What you have to do - Reproduce word for word the lines below, beginning with the line that contains "of the dark" and continuing through the last line.

[Stored dataset lines]
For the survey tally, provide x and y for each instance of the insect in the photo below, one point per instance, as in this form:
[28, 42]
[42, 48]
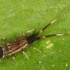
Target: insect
[20, 44]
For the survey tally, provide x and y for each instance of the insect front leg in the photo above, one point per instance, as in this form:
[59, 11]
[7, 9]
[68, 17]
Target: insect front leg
[52, 35]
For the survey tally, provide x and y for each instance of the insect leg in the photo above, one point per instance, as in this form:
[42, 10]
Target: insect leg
[35, 49]
[14, 56]
[53, 21]
[52, 35]
[4, 39]
[25, 55]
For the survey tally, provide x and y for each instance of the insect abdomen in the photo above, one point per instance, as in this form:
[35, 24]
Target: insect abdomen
[12, 48]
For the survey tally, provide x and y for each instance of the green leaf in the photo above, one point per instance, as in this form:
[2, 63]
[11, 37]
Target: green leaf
[19, 16]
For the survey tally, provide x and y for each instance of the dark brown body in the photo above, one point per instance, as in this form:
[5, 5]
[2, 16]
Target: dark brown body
[14, 47]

Reply -
For the survey tally, provide x and y for each instance of the dark brown body in the photo above, one point per instance, as in this form:
[5, 5]
[2, 16]
Target: dark brown body
[14, 47]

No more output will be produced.